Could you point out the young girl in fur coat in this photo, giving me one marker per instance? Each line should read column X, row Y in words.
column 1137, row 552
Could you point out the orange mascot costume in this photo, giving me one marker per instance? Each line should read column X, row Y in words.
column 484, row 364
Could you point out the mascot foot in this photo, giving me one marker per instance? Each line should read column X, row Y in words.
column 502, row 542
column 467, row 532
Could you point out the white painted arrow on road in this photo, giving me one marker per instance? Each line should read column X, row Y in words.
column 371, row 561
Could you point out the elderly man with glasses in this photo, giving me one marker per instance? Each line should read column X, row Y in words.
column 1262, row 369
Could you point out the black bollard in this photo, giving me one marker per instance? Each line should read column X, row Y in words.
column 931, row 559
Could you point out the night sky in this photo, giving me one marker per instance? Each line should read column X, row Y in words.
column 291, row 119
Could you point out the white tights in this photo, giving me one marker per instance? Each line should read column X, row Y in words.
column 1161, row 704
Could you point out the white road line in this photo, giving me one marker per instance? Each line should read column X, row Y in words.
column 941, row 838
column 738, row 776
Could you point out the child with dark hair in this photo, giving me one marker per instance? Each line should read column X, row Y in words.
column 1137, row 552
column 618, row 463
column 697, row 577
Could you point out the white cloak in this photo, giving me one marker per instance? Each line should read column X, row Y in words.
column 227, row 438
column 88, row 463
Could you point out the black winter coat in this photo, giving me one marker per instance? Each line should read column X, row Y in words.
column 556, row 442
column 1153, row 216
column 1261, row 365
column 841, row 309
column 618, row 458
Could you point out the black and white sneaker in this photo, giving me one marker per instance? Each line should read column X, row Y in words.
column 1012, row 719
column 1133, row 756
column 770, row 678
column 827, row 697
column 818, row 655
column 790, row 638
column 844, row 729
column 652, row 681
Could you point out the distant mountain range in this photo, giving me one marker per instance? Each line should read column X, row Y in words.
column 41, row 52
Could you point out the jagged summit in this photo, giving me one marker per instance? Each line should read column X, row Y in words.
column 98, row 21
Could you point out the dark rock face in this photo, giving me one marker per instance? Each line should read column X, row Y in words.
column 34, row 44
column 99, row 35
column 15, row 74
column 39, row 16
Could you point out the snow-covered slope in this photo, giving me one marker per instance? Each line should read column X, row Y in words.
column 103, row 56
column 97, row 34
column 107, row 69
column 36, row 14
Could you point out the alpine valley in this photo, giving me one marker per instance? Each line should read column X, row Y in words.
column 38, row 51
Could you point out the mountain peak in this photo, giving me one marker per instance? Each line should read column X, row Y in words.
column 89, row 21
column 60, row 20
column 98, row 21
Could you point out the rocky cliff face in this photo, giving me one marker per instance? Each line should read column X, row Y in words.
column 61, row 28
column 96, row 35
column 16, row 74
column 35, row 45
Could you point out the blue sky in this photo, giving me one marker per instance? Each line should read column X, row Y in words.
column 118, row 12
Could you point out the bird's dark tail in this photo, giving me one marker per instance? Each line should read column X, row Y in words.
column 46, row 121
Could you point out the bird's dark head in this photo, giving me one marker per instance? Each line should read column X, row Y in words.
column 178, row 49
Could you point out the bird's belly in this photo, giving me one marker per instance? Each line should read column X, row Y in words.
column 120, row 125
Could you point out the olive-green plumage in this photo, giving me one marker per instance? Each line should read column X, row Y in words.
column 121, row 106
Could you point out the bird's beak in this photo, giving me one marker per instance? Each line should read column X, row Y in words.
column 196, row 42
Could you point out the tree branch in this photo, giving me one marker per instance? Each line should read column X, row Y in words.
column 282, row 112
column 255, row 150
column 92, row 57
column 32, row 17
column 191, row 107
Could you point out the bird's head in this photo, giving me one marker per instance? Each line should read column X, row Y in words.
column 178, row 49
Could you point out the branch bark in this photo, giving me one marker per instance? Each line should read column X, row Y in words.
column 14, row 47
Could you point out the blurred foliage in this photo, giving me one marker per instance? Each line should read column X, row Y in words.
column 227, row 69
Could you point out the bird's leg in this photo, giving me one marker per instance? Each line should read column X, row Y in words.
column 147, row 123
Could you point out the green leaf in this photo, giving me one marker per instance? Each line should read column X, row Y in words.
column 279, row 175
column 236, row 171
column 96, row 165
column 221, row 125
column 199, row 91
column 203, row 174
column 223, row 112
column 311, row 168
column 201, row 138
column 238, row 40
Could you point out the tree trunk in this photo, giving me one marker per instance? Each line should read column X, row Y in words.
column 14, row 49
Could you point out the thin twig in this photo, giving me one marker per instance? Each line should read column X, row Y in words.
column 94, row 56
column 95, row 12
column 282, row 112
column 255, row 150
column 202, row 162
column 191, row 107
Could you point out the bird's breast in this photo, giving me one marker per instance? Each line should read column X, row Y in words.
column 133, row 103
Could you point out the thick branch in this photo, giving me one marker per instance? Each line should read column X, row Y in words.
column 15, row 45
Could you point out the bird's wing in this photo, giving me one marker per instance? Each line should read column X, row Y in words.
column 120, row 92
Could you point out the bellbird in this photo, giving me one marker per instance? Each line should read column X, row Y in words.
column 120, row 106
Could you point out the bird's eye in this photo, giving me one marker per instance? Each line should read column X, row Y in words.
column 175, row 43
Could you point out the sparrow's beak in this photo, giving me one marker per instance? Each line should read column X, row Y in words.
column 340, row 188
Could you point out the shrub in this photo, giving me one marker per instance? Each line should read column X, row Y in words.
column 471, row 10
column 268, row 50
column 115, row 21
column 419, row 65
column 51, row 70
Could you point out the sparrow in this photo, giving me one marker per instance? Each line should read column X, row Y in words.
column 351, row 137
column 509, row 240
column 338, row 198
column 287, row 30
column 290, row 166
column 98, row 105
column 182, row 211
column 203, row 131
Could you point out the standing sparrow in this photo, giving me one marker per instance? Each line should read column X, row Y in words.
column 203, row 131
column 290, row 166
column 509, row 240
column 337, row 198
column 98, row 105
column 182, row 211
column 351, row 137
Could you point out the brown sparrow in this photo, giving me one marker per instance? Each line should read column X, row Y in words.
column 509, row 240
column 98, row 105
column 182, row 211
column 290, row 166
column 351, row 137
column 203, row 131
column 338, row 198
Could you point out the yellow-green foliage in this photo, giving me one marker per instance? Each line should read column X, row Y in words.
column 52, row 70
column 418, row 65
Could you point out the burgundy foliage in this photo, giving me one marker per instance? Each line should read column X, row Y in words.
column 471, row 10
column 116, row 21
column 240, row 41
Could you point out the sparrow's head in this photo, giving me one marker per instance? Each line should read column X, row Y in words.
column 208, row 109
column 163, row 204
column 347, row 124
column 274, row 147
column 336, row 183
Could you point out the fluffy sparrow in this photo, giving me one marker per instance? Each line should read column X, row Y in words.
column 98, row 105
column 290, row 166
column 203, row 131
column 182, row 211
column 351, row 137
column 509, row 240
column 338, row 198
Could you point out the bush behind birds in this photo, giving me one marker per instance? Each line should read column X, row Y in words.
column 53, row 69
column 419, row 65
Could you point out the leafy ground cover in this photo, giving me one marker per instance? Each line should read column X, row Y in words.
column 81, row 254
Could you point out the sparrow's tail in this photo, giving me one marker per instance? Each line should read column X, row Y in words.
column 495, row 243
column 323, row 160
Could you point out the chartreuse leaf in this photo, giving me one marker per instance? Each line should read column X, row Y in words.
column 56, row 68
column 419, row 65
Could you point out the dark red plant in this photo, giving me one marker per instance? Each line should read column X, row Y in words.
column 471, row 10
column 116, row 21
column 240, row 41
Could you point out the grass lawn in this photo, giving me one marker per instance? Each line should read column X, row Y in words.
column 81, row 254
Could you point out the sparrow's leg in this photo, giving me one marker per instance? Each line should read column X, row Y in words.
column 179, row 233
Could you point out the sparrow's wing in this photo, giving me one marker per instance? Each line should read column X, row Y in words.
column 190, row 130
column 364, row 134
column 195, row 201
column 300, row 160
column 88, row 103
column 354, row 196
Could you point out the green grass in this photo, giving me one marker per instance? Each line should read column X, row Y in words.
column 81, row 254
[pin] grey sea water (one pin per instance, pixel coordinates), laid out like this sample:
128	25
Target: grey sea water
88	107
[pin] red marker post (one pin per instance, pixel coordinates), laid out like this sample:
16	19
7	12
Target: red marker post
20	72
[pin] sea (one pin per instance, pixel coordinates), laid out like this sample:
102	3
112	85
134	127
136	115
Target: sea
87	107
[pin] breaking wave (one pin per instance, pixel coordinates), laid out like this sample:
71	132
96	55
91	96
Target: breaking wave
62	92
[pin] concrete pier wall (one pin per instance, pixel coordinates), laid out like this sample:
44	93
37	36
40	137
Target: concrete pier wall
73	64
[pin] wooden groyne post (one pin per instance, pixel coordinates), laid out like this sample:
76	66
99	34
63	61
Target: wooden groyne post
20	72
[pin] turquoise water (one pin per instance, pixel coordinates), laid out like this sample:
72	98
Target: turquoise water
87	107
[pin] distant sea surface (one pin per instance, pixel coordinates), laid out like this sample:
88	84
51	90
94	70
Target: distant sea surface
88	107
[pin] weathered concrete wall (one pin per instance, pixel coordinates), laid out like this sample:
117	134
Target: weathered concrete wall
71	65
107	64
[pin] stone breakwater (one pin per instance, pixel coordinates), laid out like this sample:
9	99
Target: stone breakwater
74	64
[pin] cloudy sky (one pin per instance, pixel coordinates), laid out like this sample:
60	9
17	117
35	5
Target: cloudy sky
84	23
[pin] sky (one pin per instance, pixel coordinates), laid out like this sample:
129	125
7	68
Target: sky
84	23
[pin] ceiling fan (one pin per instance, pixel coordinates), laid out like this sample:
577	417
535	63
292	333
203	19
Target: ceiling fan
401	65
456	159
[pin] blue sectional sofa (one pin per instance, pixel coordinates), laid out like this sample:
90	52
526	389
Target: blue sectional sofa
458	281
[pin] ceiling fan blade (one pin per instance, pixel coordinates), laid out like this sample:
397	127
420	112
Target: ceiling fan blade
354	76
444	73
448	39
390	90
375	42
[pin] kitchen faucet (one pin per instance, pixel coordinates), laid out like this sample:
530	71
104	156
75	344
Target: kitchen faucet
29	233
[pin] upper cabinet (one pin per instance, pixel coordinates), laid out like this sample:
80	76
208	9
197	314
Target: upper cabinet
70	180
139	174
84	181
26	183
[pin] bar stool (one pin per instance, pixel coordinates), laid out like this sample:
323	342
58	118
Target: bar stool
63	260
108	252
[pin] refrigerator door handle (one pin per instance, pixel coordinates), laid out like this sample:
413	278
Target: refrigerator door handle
....
**Exercise prompt**
Return the lines above that include the string "door".

**Written response**
[pin] refrigerator door handle (one pin per instance, pixel coordinates), laid out like this sample:
Target: refrigerator door handle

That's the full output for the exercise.